§ **PARTS OF THE EXERCISE**
a - According to the sprint notes, roughly how many records should be used as a sub-sample when harvesting content for the Metacat KNB node?
b - Reproduce the passage of the sprint notes that begins with the words "Story: (5, sprint" and ends with "get it operational.".

§ **TEXT EXTRACT**
** Begin **
Sprint 7 close, Start 8

Notes for the 2010-06-14 close of sprint 7 and startup of sprint 8.

Major goals for Sprint 8:

 * MN synchronization functional (CN pulls content from MNs, stores the sys + sci metadata, indexes the metadata, enables search and retrieval of the content)
 * Monitoring framework using Cacti operational for low level monitoring of hardware
 * Health APIs defined and implemented for CN and MN (to enable Cacti statistics collection)
 * Integration testing framework operational for exercising MN and CN APIs

Perhaps: get Metacat KNB node up and running
 * Setup VM
 * Install metacat
 * Harvest content (can be kind of slow) - use a sub-sample of about 1000 records or so
 * Generate system metadata (tool available for this)

CN replication


New Tasks

Story: (5, sprint 9, Dave) Need a nightly / continuous build system to ensure that all code (CN, MN, client) builds as expected. There are plenty of automated frameworks for this.  Select one and get it operational.

BUG: (Chad, sprint 8) Metacat Identifier issue. Does not want to create new Objects with .\d+ suffix.  This is an issue related to the internal versioning implemented by Metacat.  Need a unit test created (Robert)

BUG: (Chad, sprint 8) Some problems with Metacat - associated with authentication. D1 client is failing on create() because of some auth changes.
** End **
§ **GIVEN RECORDS**
** Begin **
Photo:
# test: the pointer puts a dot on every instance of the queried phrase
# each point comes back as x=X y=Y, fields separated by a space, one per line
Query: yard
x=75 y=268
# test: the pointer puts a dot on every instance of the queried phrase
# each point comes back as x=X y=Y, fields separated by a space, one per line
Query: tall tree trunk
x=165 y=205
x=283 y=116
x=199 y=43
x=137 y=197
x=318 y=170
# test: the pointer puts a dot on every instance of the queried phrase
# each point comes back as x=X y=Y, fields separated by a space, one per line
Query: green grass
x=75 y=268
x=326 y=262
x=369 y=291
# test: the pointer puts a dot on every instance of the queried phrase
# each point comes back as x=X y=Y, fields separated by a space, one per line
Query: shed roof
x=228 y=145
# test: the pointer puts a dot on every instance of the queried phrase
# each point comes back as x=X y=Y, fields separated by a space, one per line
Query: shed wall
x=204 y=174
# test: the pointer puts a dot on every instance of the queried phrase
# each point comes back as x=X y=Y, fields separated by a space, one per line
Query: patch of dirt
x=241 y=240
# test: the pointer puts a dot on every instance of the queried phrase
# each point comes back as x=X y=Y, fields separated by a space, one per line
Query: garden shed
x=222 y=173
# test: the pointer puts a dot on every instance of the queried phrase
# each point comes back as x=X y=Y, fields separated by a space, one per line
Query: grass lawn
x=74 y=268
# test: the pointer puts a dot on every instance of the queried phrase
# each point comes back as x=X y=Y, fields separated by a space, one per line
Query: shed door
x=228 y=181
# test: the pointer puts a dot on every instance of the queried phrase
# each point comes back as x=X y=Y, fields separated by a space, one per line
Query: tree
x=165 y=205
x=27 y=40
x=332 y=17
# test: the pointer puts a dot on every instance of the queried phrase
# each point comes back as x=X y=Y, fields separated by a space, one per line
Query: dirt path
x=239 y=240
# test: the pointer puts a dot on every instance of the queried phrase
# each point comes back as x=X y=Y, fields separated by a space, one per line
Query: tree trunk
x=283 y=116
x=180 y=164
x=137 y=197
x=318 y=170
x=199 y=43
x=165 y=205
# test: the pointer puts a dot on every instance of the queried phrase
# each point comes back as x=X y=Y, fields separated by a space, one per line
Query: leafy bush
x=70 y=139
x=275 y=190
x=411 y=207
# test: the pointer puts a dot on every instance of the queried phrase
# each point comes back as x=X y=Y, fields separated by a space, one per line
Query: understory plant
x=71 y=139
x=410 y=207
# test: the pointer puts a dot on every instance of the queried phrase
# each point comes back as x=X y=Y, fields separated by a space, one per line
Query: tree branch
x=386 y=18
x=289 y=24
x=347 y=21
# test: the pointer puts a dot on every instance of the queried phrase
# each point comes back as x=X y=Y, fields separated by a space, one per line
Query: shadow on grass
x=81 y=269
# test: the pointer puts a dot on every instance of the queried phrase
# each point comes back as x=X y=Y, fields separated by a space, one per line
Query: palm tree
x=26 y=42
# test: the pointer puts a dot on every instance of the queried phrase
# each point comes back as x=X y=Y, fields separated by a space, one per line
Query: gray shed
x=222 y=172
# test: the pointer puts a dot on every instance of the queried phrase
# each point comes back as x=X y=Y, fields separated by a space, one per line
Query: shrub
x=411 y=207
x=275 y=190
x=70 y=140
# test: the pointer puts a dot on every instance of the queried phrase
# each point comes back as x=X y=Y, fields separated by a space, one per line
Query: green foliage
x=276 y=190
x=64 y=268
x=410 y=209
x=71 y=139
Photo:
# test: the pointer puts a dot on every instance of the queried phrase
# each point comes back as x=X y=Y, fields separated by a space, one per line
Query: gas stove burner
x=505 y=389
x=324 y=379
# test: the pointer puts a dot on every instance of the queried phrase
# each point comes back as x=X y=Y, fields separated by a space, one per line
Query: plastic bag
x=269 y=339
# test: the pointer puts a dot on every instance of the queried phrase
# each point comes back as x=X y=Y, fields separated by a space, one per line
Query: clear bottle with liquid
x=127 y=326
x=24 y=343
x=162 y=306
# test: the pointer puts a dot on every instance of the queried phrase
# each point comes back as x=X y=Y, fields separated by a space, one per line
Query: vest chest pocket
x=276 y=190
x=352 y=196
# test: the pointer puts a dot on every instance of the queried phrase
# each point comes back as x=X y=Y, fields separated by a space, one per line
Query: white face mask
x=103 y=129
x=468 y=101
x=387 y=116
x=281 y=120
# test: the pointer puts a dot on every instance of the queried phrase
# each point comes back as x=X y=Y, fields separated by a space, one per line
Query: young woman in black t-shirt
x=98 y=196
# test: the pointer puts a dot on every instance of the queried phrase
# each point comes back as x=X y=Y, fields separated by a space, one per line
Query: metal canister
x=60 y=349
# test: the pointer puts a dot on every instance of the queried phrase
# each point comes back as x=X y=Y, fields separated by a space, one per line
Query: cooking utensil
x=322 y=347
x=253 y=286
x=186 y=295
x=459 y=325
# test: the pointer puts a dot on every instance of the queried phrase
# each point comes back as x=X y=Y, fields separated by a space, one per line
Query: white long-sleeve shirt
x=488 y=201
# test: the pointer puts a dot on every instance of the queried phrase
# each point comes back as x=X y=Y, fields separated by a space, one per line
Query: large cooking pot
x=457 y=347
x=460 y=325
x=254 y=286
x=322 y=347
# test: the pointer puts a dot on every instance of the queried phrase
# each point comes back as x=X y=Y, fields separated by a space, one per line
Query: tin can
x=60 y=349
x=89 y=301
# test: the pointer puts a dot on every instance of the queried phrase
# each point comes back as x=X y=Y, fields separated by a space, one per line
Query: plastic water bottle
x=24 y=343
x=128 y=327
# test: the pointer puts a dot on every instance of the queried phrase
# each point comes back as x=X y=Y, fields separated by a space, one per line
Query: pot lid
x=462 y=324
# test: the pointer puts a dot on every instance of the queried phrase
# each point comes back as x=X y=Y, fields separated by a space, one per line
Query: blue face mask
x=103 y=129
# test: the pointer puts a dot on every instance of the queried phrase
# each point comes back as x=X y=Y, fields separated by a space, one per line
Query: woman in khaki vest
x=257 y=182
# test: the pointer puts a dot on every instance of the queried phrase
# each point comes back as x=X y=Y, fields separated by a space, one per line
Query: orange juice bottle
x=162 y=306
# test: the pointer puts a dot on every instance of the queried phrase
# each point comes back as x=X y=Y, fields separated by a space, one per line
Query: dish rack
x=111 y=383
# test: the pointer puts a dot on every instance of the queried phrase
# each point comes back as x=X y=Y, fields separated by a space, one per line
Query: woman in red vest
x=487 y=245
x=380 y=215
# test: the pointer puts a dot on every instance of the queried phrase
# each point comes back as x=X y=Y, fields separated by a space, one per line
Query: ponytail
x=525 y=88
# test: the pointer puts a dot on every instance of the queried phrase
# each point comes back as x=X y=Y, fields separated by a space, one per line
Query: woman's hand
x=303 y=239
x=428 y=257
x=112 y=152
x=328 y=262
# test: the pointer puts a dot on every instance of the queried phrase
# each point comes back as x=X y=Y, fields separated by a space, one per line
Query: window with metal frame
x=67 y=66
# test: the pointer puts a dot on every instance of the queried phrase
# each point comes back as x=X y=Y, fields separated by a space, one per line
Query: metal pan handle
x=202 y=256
** End **
§ **ANSWERS FOR THIS EXERCISE**
a - About 1000 records.

b -
Story: (5, sprint 9, Dave) Need a nightly / continuous build system to ensure that all code (CN, MN, client) builds as expected. There are plenty of automated frameworks for this.  Select one and get it operational.